- _Exercise prompt_:
Produce a word-for-word copy of the data below.

Data in this exercise section start

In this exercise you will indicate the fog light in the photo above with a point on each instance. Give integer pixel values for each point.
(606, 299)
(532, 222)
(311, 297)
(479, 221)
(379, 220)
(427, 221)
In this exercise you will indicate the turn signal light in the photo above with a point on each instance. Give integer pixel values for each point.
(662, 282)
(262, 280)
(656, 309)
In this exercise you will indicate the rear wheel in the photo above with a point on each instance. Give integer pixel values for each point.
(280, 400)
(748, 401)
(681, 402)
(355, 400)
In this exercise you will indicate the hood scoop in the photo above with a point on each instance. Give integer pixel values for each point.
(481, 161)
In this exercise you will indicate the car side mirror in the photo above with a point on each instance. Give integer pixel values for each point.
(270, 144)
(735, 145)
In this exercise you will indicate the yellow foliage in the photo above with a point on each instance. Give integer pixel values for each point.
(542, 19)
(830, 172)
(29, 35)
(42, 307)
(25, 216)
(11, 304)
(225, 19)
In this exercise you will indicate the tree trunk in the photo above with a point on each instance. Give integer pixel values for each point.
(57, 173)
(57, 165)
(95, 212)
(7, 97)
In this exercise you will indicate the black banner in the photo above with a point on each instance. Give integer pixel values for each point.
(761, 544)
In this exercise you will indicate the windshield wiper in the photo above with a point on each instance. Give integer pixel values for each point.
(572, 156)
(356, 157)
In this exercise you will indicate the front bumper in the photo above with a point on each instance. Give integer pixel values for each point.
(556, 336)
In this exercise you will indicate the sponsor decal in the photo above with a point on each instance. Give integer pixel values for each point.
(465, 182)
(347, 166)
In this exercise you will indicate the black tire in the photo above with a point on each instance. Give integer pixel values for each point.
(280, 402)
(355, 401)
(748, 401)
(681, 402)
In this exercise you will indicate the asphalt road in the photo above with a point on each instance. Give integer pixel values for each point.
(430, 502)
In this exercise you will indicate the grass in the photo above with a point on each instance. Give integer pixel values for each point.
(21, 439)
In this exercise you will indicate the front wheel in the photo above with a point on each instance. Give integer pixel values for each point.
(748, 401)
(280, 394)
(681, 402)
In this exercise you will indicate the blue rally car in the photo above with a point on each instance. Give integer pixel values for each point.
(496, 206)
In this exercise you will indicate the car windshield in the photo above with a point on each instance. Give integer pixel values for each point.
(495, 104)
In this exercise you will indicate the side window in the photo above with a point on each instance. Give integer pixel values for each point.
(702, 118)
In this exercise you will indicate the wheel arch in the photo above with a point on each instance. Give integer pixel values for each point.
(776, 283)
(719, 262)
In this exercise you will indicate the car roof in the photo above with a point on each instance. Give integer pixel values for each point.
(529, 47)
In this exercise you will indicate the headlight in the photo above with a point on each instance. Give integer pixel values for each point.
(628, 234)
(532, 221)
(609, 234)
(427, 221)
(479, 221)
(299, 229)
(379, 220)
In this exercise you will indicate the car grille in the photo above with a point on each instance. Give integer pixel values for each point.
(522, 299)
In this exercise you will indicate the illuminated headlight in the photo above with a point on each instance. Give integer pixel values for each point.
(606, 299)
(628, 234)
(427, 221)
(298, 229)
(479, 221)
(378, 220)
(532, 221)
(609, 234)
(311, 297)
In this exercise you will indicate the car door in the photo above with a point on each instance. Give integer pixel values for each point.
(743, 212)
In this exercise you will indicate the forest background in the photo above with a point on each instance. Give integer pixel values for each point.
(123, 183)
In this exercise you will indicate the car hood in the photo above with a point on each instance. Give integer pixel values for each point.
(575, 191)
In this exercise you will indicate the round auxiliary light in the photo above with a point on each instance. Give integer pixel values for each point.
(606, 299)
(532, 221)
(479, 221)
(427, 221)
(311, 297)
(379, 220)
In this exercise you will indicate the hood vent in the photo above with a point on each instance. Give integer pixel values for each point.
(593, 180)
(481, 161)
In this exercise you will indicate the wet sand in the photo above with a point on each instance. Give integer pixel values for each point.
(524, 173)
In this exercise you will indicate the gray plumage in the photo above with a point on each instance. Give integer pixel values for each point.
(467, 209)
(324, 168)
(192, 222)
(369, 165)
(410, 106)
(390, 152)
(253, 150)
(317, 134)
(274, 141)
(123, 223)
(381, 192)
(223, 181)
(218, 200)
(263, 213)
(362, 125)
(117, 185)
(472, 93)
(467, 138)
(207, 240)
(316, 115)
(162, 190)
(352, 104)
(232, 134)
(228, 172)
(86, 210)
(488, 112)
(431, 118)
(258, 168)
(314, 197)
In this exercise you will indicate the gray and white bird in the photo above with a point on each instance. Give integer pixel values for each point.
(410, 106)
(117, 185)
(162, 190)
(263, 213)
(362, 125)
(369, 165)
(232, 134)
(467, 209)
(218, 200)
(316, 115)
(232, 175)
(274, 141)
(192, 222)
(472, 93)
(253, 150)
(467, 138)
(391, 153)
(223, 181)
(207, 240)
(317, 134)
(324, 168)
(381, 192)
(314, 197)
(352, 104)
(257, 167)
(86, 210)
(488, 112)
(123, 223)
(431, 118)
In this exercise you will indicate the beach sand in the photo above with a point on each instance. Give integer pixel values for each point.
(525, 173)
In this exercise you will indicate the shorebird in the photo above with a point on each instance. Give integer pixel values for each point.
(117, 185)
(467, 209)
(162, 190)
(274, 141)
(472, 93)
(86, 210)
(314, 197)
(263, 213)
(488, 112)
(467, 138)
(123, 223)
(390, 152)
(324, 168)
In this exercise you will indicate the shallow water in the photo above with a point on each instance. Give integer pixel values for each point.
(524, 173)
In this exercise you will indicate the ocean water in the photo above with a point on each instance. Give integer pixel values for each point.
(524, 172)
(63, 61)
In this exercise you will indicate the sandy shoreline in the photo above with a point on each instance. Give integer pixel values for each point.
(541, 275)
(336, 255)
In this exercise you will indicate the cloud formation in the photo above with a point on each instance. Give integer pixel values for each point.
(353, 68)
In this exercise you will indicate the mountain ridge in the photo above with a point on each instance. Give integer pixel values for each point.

Data in this exercise section end

- _Solution_:
In this exercise you will indicate the fog light in the photo above with a point on each instance. Give integer pixel values for each point.
(606, 299)
(532, 222)
(311, 297)
(479, 221)
(379, 220)
(427, 221)
In this exercise you will indicate the turn signal light in the photo above with a point on each instance. Give integer pixel values for each point.
(662, 282)
(262, 280)
(656, 309)
In this exercise you will indicate the rear wheel in the photo above with a point on each instance. Give integer pixel values for each point.
(280, 400)
(748, 401)
(681, 402)
(355, 400)
In this exercise you will indicate the hood scoop in the photo above with a point on each instance. Give integer pixel values for each point.
(481, 161)
In this exercise you will indicate the car side mirror in the photo above with a point on each instance. Give integer pixel values for each point.
(270, 144)
(735, 145)
In this exercise you will indicate the yellow foliage in the photo above with a point on each instance. Give integer pixel values for each point.
(542, 19)
(830, 172)
(29, 35)
(42, 307)
(25, 216)
(11, 304)
(225, 19)
In this exercise you will indicate the tree trunk in the photo above with a point on each instance. Give integer pixel values for each point.
(57, 173)
(57, 165)
(95, 212)
(7, 97)
In this exercise you will indicate the black banner in the photo above with a point on each instance. Give integer pixel values for each point.
(761, 544)
In this exercise you will indicate the windshield wiper in the photo above with a point on each instance. Give integer pixel values for each point.
(572, 156)
(356, 157)
In this exercise you will indicate the front bumper in the photo above with a point on each instance. Give integer pixel values for each point.
(556, 336)
In this exercise you will indicate the sponsor decal in the photo above with a point on each instance. Give integer pixel values for each point.
(465, 182)
(347, 166)
In this exercise you will indicate the black tire in the photo above with a point on each instance. Give integer pixel values for each point.
(280, 402)
(355, 401)
(748, 401)
(681, 402)
In this exercise you will indicate the asphalt road in the photo above with a point on each instance. Give integer pixel values for each point.
(430, 502)
In this exercise you will indicate the grass in the photo above with a point on each instance. Give integer pixel values for each point.
(21, 439)
In this exercise you will indicate the front wheel in the photo above with a point on each instance. Give integer pixel values for each point.
(748, 401)
(280, 394)
(681, 402)
In this exercise you will indicate the blue rally car in the photo above with a point on each instance. Give integer pixel values for each point.
(496, 206)
In this exercise you will indicate the car windshield in the photo above with a point on each instance. Give integer pixel values for each point.
(495, 104)
In this exercise you will indicate the side window in the photo above with a point on each instance. Give integer pixel values for each point.
(702, 118)
In this exercise you will indicate the wheel arch in the photo above with a point on each instance. Give integer pixel values for each point.
(776, 283)
(719, 262)
In this exercise you will indicate the car roof in the photo above with a point on each instance. Give integer pixel values for each point.
(529, 47)
In this exercise you will indicate the headlight in the photo above with a point on each instance. Give integer pixel values for each point.
(628, 234)
(532, 221)
(609, 234)
(427, 221)
(479, 221)
(299, 229)
(379, 220)
In this exercise you will indicate the car grille in the photo above with a point on each instance. Give integer pixel values for each point.
(522, 299)
In this exercise you will indicate the illuminated headlight in the photo above with a point on each instance. Give integer pixel values for each point.
(606, 299)
(628, 234)
(427, 221)
(298, 229)
(479, 221)
(378, 220)
(532, 221)
(609, 234)
(311, 297)
In this exercise you will indicate the car door in the photo above with a point on each instance. Give integer pixel values for each point.
(743, 212)
In this exercise you will indicate the forest background in the photo above with a point on each instance. Give integer pixel values for each point.
(123, 183)
In this exercise you will indicate the car hood in the photo above with a point on each instance. Give integer pixel values for each point.
(575, 191)
In this exercise you will indicate the round auxiliary light in the photo above with a point on each instance. Give integer pixel values for each point.
(606, 299)
(532, 221)
(479, 221)
(427, 221)
(311, 297)
(379, 220)
In this exercise you will indicate the hood vent in the photo above with a point on each instance. Give integer pixel values for each point.
(593, 180)
(481, 161)
In this exercise you will indicate the wet sand in the photo above with a point on each instance. Give integer pixel values for each point.
(524, 173)
In this exercise you will indicate the gray plumage in the photo above with a point on each instance. Give integer pixel values for each point.
(467, 209)
(324, 168)
(192, 222)
(369, 165)
(410, 106)
(390, 152)
(253, 150)
(317, 134)
(274, 141)
(123, 223)
(381, 192)
(223, 181)
(218, 200)
(263, 213)
(362, 125)
(117, 185)
(472, 93)
(467, 138)
(207, 240)
(316, 115)
(162, 190)
(352, 104)
(232, 134)
(228, 172)
(86, 210)
(488, 112)
(431, 118)
(258, 168)
(314, 197)
In this exercise you will indicate the gray and white bird in the photo above with a point on each instance. Give integer pixel values for each point.
(410, 106)
(117, 185)
(162, 190)
(263, 213)
(362, 125)
(369, 165)
(232, 134)
(467, 209)
(218, 200)
(316, 115)
(232, 175)
(274, 141)
(192, 222)
(472, 93)
(253, 150)
(467, 138)
(391, 153)
(223, 181)
(207, 240)
(317, 134)
(324, 168)
(381, 192)
(314, 197)
(352, 104)
(257, 167)
(86, 210)
(488, 112)
(123, 223)
(431, 118)
In this exercise you will indicate the beach sand in the photo above with a point on each instance. Give integer pixel values for each point.
(525, 173)
In this exercise you will indicate the shorebird in the photo above with a point on each instance. Give integer pixel values for each point.
(117, 185)
(467, 209)
(162, 190)
(274, 141)
(472, 93)
(86, 210)
(314, 197)
(263, 213)
(488, 112)
(467, 138)
(123, 223)
(390, 152)
(324, 168)
In this exercise you will indicate the shallow water in the photo above with a point on each instance. Give integer pixel values for each point.
(524, 173)
In this exercise you will indicate the ocean water in the photo above with a point on each instance. Give integer pixel values for each point.
(524, 172)
(63, 61)
In this exercise you will indicate the sandy shoreline in the photo above with a point on each instance. Give integer pixel values for each point.
(541, 275)
(336, 255)
In this exercise you will indicate the cloud formation in the photo above with a point on each instance. Give integer pixel values for each point.
(353, 68)
In this exercise you will indicate the mountain ridge in the photo above with a point on each instance. Give integer pixel values for each point.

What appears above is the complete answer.